▸ **RECORDS FOR THIS TASK**:
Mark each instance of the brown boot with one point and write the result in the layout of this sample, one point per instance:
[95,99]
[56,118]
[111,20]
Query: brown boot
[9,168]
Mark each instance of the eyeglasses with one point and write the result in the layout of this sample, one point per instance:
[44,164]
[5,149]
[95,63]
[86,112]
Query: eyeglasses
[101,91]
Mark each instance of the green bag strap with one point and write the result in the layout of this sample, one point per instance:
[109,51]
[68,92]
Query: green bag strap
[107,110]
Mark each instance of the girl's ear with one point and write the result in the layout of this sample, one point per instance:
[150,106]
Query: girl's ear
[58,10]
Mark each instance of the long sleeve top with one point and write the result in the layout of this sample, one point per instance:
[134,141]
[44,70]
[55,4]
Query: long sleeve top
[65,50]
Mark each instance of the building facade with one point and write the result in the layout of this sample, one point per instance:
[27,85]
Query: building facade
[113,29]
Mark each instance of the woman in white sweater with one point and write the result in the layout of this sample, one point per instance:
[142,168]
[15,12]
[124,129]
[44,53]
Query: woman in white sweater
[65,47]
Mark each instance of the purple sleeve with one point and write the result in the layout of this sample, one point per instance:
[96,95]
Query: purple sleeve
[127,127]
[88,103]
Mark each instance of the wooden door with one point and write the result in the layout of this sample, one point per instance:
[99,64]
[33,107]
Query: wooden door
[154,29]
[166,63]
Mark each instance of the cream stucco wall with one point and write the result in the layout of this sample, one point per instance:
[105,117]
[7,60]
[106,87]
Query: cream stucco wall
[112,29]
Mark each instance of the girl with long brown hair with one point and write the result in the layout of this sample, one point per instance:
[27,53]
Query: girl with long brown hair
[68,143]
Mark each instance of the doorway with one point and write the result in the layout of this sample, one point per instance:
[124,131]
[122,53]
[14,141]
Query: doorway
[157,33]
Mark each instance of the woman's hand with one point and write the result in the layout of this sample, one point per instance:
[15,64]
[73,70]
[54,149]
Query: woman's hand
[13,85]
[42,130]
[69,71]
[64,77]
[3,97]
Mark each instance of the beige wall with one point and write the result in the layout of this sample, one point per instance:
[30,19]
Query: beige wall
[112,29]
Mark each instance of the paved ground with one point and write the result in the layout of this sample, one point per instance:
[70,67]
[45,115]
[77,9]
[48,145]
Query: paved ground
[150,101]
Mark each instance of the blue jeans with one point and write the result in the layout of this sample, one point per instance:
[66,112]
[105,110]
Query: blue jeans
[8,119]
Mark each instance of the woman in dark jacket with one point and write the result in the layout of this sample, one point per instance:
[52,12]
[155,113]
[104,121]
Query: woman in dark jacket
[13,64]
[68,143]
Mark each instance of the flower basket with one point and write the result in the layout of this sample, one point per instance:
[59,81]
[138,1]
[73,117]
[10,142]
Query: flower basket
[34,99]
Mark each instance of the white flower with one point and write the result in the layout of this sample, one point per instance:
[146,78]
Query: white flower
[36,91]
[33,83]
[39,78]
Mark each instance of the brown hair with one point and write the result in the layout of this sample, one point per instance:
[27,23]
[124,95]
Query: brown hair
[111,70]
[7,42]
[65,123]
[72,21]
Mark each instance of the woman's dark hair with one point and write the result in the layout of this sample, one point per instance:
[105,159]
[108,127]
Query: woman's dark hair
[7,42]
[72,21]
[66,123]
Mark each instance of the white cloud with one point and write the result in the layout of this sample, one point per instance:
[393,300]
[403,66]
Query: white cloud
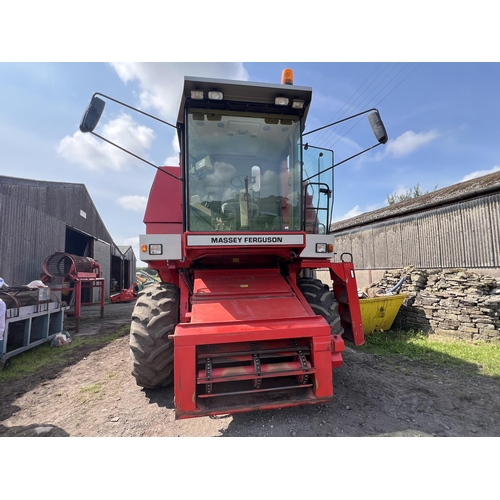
[135,202]
[355,211]
[173,160]
[160,84]
[92,153]
[479,173]
[409,142]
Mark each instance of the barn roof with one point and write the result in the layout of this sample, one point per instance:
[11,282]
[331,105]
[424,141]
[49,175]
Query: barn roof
[480,186]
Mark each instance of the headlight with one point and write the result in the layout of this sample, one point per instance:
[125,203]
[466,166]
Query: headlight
[155,249]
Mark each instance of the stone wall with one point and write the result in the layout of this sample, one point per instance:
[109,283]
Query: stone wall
[453,302]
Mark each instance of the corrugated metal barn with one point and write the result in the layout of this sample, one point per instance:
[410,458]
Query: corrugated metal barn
[454,227]
[39,218]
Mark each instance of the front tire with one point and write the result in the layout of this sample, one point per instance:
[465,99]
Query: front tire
[322,302]
[155,316]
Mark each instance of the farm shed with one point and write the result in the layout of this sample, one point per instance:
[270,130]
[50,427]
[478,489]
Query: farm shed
[40,218]
[454,227]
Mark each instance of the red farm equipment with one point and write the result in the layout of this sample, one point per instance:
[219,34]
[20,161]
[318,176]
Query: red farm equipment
[239,321]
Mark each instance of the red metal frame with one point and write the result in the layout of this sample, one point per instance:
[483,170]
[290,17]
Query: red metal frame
[238,315]
[247,338]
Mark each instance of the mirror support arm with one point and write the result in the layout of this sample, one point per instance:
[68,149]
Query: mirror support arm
[340,121]
[135,109]
[343,161]
[135,156]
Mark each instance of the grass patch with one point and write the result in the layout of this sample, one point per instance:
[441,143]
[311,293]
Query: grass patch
[90,393]
[45,356]
[483,357]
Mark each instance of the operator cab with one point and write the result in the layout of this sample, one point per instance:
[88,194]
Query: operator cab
[243,155]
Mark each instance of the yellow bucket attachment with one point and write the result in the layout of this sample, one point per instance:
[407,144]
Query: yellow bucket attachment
[378,314]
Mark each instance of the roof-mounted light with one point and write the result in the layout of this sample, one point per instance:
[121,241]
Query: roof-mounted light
[216,96]
[287,77]
[281,101]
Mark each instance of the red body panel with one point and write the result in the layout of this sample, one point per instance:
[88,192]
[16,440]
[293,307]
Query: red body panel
[238,316]
[247,338]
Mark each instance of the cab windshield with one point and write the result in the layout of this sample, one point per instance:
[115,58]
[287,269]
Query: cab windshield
[244,171]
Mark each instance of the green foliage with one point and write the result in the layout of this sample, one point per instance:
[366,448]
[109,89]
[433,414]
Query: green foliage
[44,356]
[408,195]
[480,357]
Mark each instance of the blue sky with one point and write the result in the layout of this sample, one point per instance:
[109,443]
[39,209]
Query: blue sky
[441,119]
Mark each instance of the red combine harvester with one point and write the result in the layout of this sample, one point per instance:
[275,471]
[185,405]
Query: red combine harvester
[236,233]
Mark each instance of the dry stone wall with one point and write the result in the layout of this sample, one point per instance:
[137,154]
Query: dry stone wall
[452,302]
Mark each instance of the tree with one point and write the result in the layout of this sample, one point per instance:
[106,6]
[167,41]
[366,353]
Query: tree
[408,195]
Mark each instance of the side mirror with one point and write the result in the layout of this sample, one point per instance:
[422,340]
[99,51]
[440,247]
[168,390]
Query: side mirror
[92,115]
[378,127]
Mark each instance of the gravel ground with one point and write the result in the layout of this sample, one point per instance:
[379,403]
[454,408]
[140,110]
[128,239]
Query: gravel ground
[95,395]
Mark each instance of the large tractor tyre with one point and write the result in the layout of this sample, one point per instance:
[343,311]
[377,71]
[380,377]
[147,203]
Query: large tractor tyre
[322,302]
[155,316]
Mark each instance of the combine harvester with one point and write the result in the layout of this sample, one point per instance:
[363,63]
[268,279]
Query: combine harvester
[239,322]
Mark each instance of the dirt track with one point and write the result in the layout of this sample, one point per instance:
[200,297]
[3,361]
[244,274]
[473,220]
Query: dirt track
[95,395]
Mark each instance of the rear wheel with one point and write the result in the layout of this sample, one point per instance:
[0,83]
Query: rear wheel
[155,317]
[322,302]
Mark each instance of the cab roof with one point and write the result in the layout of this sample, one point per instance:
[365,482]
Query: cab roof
[246,92]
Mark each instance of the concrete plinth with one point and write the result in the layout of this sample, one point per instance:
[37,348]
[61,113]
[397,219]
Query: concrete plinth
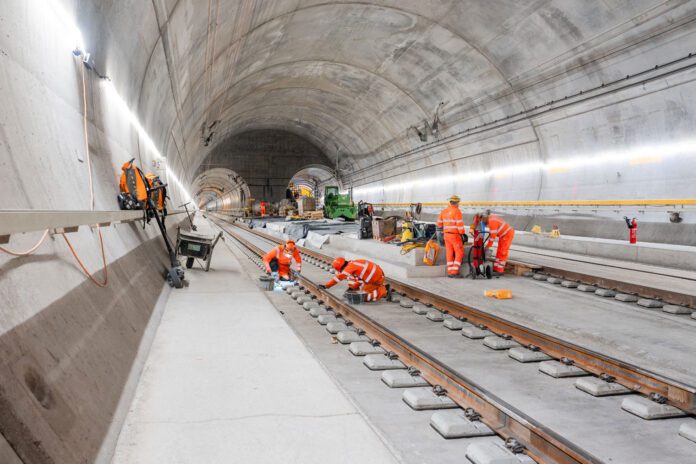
[651,304]
[648,409]
[454,424]
[499,343]
[475,333]
[559,370]
[365,348]
[522,354]
[420,309]
[455,324]
[326,318]
[435,315]
[598,387]
[338,326]
[403,379]
[587,288]
[674,309]
[688,430]
[349,336]
[605,293]
[626,298]
[424,398]
[494,452]
[380,362]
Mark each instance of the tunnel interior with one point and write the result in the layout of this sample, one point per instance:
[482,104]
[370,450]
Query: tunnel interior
[396,101]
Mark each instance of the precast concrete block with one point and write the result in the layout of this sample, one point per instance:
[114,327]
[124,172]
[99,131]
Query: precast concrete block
[598,387]
[403,379]
[326,318]
[320,311]
[435,315]
[522,354]
[423,398]
[453,423]
[381,362]
[420,309]
[350,336]
[648,303]
[309,305]
[587,288]
[365,348]
[499,343]
[455,324]
[605,293]
[559,370]
[626,297]
[494,452]
[337,326]
[475,332]
[688,430]
[648,409]
[675,309]
[406,303]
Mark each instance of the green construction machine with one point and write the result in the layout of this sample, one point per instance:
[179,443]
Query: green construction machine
[338,204]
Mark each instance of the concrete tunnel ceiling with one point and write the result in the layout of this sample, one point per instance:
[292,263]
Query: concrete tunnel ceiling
[351,78]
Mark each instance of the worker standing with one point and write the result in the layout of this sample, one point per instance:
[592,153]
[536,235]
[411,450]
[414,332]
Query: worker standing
[451,223]
[363,275]
[504,233]
[279,260]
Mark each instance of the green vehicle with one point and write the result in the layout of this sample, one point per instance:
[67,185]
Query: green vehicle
[338,204]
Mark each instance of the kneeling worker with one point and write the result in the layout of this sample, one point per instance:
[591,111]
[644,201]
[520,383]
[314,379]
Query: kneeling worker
[363,275]
[505,233]
[279,259]
[451,223]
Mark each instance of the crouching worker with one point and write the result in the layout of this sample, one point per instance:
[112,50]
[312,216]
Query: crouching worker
[504,233]
[362,275]
[279,259]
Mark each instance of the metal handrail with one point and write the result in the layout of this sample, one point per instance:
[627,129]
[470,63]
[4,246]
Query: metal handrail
[20,221]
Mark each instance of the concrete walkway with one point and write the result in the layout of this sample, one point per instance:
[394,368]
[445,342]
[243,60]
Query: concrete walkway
[228,381]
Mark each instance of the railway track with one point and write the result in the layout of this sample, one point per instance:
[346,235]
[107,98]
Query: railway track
[520,431]
[635,378]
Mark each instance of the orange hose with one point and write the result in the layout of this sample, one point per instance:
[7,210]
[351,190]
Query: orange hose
[84,269]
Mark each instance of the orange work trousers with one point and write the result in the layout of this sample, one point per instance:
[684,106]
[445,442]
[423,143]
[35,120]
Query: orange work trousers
[455,252]
[503,252]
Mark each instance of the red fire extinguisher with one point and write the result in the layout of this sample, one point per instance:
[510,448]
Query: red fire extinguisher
[632,229]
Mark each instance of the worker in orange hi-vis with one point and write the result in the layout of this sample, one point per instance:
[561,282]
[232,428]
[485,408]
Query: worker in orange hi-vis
[451,224]
[504,233]
[279,260]
[363,275]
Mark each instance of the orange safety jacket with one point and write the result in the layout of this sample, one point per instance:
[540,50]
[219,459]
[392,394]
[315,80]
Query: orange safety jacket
[360,270]
[284,258]
[451,220]
[497,228]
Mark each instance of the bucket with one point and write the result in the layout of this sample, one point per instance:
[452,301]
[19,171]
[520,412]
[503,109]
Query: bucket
[266,283]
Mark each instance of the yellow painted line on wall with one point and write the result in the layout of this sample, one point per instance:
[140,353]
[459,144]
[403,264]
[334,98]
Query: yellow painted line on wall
[662,202]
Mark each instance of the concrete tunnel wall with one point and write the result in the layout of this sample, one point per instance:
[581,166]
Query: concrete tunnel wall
[348,77]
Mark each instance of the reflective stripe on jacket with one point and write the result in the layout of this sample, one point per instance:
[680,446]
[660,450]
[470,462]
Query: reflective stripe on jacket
[451,220]
[359,270]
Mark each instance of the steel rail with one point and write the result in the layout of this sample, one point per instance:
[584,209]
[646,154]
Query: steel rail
[635,378]
[541,443]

▸ **WHAT THE EXERCISE ASKS**: Using the data above, extract exactly the lines from the one that holds "Mark each instance of the brown hair" to the one that holds "Mark each instance of the woman's dark", both ends included, and no others.

▸ **WRITTEN SOLUTION**:
Mark each instance of the brown hair with one point and write the result in the layout of this sample, one point per instance:
[27,23]
[124,95]
Query: brown hair
[111,70]
[7,42]
[65,123]
[72,21]
Mark each instance of the woman's dark hair with one point and write the result in the layout of this sample, one point per instance:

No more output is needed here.